Hakan Çiftci

Bir duruşu olmalı insanın...

Hakan Çiftci

Kayserispor’da inanılmaz işler oluyor!
Sergej Jakirovic, ‘Transfer yasağı, sakatlıklar, cezalılar var’ demedi.
Geçtiğimiz günlerde de yazdım, ‘Yerim dar, gerim dar, eteğim dar, oynamayı bilmiyorum’ demedi.
Tamamen işine odaklandı, Kayserispor’un dipten çıkması adına gecesini gündüzüne kattı.

***

Tabii ki bunu tek başına yapmadı, ama tam bir lider gibi davrandı.
İstişare yaptı, ekibiyle birlikte kafa patlattı.
‘Benim’ demedi, şu ana kadar öğrendiklerini Kayserispor üzerinde gerçekleştiriyor.
En azından bir şeylerin olması adına sürekli mantık çerçevesinde bir şeyler yapıyor.

***

Kayserispor’da ne yazık ki, teknik direktör konusunda Çağdaş Atan’dan sonra dikiş tutmamıştı.
Her gelen, bir öncekini aratır hale gelmişti.
Ne Recep Uçar ne Burak Yılmaz ne de Sinan Kaloğlu, bu takımın teknik direktörü değildi, olamazdı da…
Onların asıl yerleri kesinlikle Süper Lig değil, Birinci Lig.

***

Ama aralarında en karakterli olanı da Burak Yılmaz çıktı.
Belki fazla disiplinli, nerede ne yapacağını bilmiyor, ama adamın bir duruşu var.
Diğerlerinin duruşu yok demiyorum, ama herkes neyin ne olduğunu çok iyi biliyor.
Sergej Jakirovic, Kayserispor gibi dipteki bir takımın yukarı doğru hızla yükselmesinde en önemli neden zaten duruş!

***

Duruş, bir kişiliktir, ama zamana, kişiye ve menfaate göre şekil almamalı.
Duruş dediğinizde, hava durumuna göre ortam koklamamak gerekiyor.
Neyse o, demeli ve sevilmeseniz dahi, ‘İyi adam’ dedirtmek lazım geliyor.
Duruşu olan, işinden başka hiçbir aksiyona girmeyen Sergej Jakirovic, fırtına gibi esiyor.

***

Boşnak teknik direktör ilk olarak Kayseri’ye gelip imza attığında, ‘Gözlerinden ateş saçıyor’ diye yazdığımda bıyık altından gülenler olmuştu, onlara selam olsun.
Burak Yılmaz’ın iyi bir kariyere sahip olduğunu, ancak teknik direktörlükte tecrübesiz olduğunu söyleyince selam vermeyenler oldu, kızmıyorum, onlara da selam olsun.
Hele ki, Sinan Kaloğlu gibi Süper Lig’de hiçbir tecrübesi olmayan bir ismin gelmesini eleştirdiğimde, beni eleştirenlere de selam olsun.
Bugün çok selam verdik, Kayserispor’u bu denli dibe her kim çektiyse, hem kendine yazık etti hem de taraftarlara.

***

Neyse bu konular çok su götürür, biz Sergej Jakirovic gibi bir ismin buralara kazandırılmasına bakalım.

### Çıkarılan bilgiler
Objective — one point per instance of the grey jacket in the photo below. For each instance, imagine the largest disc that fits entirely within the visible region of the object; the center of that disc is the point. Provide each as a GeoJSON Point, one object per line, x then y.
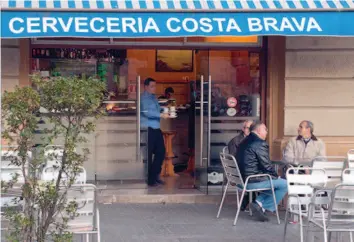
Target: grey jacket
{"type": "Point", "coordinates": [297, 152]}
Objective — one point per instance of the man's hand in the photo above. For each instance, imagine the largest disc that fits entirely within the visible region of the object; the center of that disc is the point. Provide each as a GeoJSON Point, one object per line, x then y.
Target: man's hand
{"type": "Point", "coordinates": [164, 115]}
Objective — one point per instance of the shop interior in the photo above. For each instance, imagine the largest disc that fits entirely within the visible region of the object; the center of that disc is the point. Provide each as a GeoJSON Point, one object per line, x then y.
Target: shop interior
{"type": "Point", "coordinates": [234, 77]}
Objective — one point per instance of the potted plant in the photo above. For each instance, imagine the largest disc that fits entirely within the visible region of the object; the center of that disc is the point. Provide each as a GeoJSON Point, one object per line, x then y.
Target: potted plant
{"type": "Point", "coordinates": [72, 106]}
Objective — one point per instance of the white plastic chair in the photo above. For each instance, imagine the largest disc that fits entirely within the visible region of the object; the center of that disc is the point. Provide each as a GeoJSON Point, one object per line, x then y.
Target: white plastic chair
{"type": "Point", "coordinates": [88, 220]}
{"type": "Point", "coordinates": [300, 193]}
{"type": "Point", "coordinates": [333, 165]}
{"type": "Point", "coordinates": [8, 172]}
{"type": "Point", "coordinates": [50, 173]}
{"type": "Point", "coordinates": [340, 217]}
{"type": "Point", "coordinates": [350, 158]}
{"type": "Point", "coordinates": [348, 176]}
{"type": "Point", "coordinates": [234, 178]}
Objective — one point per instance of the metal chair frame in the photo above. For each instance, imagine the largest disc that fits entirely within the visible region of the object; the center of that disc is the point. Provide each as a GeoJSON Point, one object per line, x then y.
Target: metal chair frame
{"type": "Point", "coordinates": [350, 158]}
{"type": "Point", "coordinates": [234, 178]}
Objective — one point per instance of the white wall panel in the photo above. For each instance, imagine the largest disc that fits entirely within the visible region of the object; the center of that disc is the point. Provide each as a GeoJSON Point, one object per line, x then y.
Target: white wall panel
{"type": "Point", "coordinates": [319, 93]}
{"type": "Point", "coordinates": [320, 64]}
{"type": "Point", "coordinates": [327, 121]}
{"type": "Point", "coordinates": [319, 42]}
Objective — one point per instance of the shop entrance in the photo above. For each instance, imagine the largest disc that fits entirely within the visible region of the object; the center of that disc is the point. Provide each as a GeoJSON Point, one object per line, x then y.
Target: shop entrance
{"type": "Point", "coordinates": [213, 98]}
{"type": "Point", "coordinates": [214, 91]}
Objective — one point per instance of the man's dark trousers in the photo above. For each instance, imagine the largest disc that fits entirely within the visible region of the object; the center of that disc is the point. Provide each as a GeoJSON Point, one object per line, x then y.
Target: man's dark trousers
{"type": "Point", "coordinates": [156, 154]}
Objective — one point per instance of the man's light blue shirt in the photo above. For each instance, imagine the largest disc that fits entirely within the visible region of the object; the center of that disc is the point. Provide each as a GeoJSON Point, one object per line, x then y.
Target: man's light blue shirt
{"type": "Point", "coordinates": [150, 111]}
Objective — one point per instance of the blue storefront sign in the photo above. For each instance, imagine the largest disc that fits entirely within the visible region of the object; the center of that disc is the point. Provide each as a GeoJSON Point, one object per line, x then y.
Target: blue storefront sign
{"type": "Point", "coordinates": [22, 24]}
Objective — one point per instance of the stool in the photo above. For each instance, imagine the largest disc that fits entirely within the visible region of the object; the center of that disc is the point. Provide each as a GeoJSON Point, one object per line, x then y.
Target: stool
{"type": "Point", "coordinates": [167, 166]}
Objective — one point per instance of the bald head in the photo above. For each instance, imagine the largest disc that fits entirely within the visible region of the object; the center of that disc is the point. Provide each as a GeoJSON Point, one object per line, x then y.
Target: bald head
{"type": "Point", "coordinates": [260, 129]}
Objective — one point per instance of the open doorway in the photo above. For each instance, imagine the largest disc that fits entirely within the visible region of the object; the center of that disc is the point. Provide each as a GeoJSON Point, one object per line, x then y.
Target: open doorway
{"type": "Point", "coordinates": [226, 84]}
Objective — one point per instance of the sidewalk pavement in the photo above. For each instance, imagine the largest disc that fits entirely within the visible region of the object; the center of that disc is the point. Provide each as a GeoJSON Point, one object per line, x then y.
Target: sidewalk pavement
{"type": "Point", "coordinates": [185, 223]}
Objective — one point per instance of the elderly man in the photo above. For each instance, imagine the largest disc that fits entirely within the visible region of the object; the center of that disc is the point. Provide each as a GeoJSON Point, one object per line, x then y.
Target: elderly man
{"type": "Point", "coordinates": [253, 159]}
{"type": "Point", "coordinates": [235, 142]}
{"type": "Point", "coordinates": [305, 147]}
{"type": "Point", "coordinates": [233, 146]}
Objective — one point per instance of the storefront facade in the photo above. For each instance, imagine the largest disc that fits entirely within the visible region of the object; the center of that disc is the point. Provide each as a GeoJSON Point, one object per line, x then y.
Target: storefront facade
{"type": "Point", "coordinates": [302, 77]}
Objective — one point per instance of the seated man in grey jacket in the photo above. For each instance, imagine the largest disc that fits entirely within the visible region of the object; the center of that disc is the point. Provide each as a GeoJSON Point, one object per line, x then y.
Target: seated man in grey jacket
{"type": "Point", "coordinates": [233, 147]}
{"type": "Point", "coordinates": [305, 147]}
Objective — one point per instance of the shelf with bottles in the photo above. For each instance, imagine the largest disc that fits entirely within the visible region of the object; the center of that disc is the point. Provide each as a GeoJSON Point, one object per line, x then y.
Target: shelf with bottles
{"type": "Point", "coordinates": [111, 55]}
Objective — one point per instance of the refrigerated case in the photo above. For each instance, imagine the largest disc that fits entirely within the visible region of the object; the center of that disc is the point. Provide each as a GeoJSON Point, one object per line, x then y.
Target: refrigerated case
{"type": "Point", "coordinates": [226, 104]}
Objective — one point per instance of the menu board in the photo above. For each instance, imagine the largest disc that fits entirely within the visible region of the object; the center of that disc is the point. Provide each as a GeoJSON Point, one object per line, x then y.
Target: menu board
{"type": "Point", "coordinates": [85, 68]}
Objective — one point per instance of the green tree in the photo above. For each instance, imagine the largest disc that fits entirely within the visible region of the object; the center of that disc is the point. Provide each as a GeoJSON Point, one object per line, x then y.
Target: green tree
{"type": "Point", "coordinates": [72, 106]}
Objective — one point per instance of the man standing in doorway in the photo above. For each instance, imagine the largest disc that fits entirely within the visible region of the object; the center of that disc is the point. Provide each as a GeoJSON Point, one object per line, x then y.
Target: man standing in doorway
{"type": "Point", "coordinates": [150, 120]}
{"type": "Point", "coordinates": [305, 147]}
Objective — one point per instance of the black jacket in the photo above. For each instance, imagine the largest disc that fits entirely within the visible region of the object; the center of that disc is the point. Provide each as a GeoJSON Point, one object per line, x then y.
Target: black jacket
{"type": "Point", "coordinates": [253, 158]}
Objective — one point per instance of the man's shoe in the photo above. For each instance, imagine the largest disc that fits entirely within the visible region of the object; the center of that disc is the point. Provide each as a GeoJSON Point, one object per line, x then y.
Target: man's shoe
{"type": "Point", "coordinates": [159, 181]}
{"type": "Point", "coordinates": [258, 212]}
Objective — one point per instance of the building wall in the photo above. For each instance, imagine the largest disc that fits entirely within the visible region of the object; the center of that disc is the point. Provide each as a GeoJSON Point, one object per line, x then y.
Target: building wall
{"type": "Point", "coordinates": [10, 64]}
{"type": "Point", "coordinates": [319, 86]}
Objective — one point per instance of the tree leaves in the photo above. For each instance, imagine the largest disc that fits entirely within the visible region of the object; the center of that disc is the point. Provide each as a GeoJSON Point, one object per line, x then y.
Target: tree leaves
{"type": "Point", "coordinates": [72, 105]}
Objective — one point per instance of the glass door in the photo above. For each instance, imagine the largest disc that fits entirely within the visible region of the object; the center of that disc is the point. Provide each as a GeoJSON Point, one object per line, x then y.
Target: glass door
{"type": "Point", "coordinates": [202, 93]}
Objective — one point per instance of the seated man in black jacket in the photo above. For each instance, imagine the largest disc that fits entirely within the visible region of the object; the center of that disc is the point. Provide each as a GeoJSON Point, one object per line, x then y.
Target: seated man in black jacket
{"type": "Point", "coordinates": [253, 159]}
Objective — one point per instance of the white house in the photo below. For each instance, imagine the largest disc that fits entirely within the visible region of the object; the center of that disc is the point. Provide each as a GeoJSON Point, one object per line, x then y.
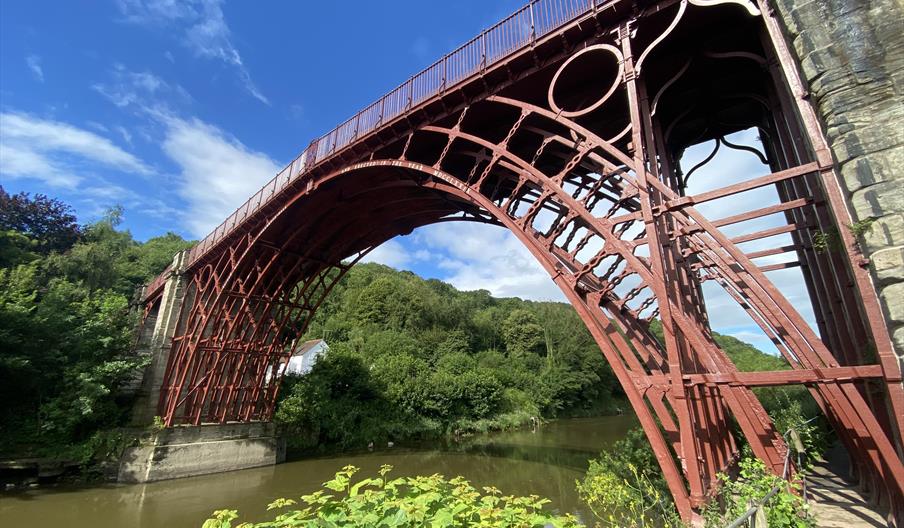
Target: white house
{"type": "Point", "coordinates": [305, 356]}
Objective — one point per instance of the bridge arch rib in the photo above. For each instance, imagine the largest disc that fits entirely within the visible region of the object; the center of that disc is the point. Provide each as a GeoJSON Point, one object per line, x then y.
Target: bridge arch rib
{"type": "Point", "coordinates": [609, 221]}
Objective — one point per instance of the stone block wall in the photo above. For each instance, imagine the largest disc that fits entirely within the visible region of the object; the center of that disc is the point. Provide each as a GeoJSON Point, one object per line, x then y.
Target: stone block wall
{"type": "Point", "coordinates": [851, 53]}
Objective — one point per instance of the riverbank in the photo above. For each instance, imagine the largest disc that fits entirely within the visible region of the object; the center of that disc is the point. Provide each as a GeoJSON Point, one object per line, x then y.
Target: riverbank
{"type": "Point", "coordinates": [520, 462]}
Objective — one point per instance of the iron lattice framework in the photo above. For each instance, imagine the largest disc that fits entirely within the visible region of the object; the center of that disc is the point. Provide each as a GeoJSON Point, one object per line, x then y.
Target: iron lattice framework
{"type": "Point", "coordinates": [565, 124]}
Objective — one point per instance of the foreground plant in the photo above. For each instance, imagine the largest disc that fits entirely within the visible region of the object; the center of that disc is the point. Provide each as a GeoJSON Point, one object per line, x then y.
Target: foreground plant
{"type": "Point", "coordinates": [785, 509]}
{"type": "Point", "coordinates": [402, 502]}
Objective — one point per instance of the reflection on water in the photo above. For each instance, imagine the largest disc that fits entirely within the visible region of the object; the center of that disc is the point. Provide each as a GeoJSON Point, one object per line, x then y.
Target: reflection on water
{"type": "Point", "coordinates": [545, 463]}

### Yazılı talep
Kayserispor hakkındaki metne göre Recep Uçar, Burak Yılmaz ve Sinan Kaloğlu'nun asıl yeri hangi ligdir?

### Göreve yanıt
Birinci Lig.